Pull out every line of the entries below that contains the word "chimney", matching its case exactly.
>>>
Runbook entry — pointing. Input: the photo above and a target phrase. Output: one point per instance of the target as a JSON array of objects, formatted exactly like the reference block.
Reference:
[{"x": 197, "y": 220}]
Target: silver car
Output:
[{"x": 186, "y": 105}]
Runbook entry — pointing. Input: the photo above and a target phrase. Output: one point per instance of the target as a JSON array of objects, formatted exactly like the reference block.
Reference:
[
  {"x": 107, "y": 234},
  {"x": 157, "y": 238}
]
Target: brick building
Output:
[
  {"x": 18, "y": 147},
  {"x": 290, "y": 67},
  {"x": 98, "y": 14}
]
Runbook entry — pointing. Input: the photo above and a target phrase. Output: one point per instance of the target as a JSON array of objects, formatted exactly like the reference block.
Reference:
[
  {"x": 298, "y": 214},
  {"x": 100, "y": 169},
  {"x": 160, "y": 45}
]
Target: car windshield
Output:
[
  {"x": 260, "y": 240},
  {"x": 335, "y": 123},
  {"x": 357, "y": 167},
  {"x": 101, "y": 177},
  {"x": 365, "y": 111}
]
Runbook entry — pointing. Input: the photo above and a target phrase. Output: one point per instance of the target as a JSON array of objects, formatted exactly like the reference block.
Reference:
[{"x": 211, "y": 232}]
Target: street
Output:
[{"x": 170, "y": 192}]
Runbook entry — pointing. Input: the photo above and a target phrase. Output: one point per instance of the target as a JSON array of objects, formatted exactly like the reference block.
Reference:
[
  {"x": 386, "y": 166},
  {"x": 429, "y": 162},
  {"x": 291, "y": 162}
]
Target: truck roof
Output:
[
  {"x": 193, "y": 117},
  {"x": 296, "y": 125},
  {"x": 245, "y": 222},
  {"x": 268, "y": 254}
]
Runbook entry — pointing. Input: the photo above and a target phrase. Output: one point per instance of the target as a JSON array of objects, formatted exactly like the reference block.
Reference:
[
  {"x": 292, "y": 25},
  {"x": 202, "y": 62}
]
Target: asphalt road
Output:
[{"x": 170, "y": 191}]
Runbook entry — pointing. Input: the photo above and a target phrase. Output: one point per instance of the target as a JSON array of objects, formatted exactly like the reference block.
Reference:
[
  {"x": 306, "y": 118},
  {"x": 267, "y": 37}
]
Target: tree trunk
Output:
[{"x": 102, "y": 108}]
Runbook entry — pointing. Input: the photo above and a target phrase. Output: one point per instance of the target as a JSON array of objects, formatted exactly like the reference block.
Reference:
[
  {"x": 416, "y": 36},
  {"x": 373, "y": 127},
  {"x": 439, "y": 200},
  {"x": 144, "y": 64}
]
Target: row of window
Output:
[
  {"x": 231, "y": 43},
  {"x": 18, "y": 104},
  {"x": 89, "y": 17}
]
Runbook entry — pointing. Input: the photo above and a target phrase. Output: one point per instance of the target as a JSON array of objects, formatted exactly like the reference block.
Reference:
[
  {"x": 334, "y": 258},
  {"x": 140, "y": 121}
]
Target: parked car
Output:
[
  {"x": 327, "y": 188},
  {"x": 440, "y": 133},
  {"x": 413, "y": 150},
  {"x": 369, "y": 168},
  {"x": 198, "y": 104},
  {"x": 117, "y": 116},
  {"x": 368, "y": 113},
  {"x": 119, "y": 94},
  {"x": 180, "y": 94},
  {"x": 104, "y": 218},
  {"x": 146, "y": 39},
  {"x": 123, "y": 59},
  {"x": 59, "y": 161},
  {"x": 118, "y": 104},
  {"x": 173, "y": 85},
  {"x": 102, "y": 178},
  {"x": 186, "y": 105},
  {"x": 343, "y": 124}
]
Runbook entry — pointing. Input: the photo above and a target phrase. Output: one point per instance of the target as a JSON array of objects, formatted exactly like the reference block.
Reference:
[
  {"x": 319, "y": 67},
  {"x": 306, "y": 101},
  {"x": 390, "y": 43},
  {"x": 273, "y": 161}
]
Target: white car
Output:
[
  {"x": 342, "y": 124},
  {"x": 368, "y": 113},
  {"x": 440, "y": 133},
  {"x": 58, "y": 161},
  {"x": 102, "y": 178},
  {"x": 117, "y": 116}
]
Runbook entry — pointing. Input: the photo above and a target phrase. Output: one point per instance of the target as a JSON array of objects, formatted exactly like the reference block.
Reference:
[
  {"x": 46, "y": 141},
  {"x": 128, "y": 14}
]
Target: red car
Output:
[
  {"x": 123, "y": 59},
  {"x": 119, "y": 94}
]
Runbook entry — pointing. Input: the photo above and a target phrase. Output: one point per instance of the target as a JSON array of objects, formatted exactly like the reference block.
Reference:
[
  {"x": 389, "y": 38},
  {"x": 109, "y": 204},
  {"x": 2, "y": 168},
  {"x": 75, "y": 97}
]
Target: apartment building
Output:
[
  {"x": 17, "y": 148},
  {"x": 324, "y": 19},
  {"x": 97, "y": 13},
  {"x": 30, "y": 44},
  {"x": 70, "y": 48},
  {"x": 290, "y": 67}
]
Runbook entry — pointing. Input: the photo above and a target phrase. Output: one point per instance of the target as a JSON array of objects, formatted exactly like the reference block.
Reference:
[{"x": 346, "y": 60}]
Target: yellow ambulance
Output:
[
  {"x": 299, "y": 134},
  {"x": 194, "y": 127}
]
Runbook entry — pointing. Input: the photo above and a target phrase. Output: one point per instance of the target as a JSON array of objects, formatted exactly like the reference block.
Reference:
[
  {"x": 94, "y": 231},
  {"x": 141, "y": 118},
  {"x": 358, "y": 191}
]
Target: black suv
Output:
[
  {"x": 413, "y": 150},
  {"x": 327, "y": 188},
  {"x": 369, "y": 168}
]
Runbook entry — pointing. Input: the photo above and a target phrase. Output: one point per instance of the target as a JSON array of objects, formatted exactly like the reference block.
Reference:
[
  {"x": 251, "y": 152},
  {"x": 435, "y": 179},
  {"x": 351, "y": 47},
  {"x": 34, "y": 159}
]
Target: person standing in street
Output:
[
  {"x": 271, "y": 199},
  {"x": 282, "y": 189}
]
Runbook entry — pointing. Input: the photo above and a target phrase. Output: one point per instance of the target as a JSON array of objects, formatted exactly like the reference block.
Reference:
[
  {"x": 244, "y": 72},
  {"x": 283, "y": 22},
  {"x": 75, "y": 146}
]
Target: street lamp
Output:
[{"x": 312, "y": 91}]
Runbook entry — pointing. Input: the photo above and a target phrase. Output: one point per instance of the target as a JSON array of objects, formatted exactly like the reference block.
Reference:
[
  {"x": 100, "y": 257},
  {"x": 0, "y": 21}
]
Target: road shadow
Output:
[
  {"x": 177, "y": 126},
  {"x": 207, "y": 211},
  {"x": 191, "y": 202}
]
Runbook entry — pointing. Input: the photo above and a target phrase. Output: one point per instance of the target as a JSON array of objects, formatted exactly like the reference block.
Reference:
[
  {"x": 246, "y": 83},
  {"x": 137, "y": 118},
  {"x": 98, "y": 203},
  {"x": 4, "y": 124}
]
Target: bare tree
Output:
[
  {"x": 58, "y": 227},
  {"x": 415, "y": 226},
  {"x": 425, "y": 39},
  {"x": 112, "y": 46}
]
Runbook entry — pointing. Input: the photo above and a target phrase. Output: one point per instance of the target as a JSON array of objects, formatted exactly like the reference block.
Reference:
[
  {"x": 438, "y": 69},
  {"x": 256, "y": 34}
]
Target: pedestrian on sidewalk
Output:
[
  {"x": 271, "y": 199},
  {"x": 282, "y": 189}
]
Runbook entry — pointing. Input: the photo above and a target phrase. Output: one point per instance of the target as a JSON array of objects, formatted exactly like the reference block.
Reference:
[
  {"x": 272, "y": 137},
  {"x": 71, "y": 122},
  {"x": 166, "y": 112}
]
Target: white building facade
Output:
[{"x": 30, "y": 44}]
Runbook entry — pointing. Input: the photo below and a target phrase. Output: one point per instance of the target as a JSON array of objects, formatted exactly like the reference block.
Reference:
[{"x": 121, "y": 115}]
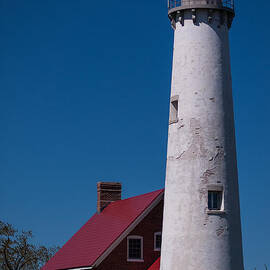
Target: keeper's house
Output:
[{"x": 122, "y": 235}]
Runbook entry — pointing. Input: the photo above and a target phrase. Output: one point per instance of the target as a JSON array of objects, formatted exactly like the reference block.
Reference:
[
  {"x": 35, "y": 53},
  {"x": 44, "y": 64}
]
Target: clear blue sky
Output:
[{"x": 84, "y": 92}]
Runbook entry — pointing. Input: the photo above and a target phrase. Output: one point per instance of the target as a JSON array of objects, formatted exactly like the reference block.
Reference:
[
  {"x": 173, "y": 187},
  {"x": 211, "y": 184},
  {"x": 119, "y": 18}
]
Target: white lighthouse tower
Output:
[{"x": 201, "y": 227}]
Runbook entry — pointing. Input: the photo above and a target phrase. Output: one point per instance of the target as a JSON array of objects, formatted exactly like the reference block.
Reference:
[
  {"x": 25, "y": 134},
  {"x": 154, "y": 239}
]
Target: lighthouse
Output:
[{"x": 201, "y": 223}]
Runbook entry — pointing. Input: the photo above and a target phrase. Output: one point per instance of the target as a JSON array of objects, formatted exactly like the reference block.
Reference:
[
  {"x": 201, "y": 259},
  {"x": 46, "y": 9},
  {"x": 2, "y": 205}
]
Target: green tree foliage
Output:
[{"x": 17, "y": 252}]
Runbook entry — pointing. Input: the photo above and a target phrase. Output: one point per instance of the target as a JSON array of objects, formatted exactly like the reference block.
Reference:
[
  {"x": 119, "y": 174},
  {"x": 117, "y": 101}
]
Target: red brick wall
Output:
[{"x": 117, "y": 260}]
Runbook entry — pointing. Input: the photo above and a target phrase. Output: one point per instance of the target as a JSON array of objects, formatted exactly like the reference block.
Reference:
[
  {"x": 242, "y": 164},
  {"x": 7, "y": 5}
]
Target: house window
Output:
[
  {"x": 135, "y": 248},
  {"x": 157, "y": 241},
  {"x": 214, "y": 200},
  {"x": 174, "y": 110}
]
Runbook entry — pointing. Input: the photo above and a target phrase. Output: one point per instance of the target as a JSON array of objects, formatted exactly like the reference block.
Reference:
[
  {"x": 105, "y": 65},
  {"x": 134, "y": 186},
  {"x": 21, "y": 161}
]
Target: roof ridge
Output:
[{"x": 137, "y": 196}]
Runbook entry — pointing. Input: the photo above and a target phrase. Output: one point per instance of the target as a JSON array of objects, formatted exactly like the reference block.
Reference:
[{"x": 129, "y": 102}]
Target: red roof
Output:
[
  {"x": 100, "y": 232},
  {"x": 155, "y": 265}
]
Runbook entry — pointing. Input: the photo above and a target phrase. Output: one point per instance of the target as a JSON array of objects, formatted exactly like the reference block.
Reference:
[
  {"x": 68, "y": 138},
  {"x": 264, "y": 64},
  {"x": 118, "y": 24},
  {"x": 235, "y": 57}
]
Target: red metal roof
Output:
[
  {"x": 155, "y": 265},
  {"x": 98, "y": 234}
]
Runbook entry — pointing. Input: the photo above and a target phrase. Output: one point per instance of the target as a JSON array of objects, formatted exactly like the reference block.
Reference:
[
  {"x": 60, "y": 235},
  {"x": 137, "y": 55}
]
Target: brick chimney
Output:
[{"x": 107, "y": 192}]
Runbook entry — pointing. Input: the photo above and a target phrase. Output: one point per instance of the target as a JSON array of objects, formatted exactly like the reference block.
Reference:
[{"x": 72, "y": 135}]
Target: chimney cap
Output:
[{"x": 107, "y": 192}]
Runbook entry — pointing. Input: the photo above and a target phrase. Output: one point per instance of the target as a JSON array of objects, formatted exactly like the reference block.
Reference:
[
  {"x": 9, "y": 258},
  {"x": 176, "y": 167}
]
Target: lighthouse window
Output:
[
  {"x": 135, "y": 248},
  {"x": 214, "y": 200},
  {"x": 174, "y": 110}
]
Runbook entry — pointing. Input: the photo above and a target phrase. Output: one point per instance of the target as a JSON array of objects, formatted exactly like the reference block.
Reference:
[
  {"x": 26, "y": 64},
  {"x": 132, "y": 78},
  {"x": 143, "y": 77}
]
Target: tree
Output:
[{"x": 17, "y": 252}]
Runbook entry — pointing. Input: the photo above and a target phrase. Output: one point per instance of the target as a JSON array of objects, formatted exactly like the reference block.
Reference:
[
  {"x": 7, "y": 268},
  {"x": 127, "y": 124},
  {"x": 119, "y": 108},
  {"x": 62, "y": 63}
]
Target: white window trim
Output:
[
  {"x": 135, "y": 237},
  {"x": 155, "y": 244}
]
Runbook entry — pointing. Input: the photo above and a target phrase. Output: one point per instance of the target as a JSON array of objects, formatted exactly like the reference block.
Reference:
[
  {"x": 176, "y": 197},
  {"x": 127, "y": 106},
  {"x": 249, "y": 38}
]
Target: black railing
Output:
[{"x": 177, "y": 3}]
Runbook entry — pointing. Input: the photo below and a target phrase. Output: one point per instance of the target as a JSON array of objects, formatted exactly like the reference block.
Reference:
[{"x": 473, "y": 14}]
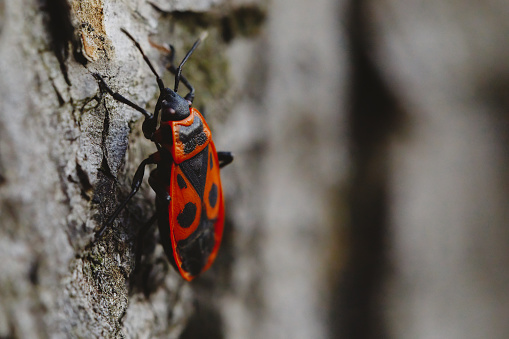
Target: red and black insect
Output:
[{"x": 189, "y": 197}]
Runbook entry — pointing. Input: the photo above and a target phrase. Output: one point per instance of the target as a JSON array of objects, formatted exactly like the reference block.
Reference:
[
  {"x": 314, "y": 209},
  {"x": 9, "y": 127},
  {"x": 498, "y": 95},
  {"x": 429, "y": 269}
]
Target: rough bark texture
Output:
[{"x": 368, "y": 197}]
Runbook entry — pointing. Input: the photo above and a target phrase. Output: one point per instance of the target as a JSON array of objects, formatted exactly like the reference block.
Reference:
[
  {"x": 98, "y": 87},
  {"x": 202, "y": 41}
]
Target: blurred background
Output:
[{"x": 369, "y": 195}]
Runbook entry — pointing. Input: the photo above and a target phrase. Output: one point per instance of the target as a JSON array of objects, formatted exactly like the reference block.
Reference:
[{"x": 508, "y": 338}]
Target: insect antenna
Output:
[
  {"x": 179, "y": 69},
  {"x": 158, "y": 78}
]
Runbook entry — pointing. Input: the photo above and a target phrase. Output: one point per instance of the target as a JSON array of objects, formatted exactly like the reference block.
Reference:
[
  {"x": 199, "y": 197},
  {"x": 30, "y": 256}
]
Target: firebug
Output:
[{"x": 187, "y": 183}]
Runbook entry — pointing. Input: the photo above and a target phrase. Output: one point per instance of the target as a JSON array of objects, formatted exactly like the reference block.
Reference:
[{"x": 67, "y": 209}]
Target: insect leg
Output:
[
  {"x": 225, "y": 158},
  {"x": 121, "y": 98},
  {"x": 135, "y": 186}
]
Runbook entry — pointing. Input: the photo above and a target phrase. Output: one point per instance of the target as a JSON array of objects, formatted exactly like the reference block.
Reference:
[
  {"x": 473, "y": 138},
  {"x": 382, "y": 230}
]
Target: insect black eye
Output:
[{"x": 167, "y": 109}]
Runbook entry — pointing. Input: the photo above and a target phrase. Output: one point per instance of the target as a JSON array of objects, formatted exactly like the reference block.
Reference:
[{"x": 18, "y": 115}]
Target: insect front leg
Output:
[{"x": 135, "y": 186}]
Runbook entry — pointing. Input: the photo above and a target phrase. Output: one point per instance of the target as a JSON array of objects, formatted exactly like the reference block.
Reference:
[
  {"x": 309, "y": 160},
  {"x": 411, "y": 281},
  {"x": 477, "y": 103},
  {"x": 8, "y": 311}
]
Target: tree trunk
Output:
[{"x": 367, "y": 198}]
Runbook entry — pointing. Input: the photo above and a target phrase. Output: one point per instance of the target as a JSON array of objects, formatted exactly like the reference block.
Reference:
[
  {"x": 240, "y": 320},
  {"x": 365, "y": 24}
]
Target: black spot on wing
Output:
[
  {"x": 213, "y": 195},
  {"x": 187, "y": 215},
  {"x": 181, "y": 182},
  {"x": 195, "y": 250},
  {"x": 195, "y": 170}
]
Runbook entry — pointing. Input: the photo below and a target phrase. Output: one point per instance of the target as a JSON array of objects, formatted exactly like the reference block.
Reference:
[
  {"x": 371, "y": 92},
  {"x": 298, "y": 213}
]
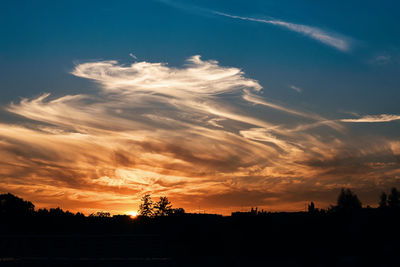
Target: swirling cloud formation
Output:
[{"x": 201, "y": 134}]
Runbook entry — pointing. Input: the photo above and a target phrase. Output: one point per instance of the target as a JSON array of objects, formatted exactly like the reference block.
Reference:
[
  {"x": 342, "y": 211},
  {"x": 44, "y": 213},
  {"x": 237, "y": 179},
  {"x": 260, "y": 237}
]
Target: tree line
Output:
[{"x": 347, "y": 201}]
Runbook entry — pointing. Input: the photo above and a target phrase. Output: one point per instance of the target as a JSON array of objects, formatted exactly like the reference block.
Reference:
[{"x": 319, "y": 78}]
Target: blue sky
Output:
[{"x": 336, "y": 60}]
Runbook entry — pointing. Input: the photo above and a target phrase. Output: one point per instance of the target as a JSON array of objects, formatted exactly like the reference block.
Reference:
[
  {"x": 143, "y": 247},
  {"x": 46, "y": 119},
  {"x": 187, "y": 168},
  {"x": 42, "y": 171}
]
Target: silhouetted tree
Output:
[
  {"x": 162, "y": 207},
  {"x": 394, "y": 198},
  {"x": 383, "y": 200},
  {"x": 348, "y": 201},
  {"x": 146, "y": 207},
  {"x": 311, "y": 207}
]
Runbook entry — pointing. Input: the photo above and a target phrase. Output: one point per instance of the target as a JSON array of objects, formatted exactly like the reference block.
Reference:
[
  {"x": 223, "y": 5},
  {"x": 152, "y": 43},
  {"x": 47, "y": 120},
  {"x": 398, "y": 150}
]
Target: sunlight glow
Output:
[{"x": 132, "y": 213}]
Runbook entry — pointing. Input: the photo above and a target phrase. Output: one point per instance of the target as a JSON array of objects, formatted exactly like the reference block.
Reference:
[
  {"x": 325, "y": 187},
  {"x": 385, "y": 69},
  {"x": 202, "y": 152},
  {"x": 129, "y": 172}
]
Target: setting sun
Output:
[{"x": 132, "y": 213}]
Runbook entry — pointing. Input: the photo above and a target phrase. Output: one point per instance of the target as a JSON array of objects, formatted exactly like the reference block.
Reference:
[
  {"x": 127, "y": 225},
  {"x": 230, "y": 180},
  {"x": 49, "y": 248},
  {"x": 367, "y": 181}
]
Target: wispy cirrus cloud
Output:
[
  {"x": 374, "y": 118},
  {"x": 334, "y": 40},
  {"x": 191, "y": 132},
  {"x": 296, "y": 88},
  {"x": 331, "y": 39}
]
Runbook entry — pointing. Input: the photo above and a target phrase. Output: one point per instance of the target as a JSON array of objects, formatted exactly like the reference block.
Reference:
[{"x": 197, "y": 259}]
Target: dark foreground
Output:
[{"x": 368, "y": 237}]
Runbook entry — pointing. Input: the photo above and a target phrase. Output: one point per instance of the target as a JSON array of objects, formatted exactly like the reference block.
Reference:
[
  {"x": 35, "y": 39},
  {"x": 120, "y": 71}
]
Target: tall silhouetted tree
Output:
[
  {"x": 383, "y": 200},
  {"x": 394, "y": 198},
  {"x": 163, "y": 207},
  {"x": 146, "y": 207},
  {"x": 311, "y": 207},
  {"x": 348, "y": 201}
]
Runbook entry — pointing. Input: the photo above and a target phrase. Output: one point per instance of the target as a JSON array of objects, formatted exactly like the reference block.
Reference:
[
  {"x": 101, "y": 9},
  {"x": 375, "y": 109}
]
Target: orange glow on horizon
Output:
[{"x": 132, "y": 213}]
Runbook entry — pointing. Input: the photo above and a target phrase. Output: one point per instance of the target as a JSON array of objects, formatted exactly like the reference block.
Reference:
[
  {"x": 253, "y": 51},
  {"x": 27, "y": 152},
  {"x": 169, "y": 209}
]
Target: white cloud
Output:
[
  {"x": 334, "y": 40},
  {"x": 297, "y": 89},
  {"x": 374, "y": 118},
  {"x": 157, "y": 129}
]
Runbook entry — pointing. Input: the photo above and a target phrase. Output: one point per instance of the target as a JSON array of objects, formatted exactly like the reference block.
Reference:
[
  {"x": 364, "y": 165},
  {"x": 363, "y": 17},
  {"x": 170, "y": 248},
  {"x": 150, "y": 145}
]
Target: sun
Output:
[{"x": 132, "y": 213}]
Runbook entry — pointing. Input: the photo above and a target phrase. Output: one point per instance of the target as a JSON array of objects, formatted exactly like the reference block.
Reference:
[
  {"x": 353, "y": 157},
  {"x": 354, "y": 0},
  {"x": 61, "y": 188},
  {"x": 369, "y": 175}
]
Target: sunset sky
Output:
[{"x": 219, "y": 105}]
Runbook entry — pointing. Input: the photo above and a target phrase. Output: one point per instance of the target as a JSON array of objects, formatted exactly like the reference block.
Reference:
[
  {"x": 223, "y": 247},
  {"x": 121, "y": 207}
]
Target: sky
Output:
[{"x": 219, "y": 105}]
<<<
RESULT OF THE EXERCISE =>
Target: brick chimney
Target: chimney cap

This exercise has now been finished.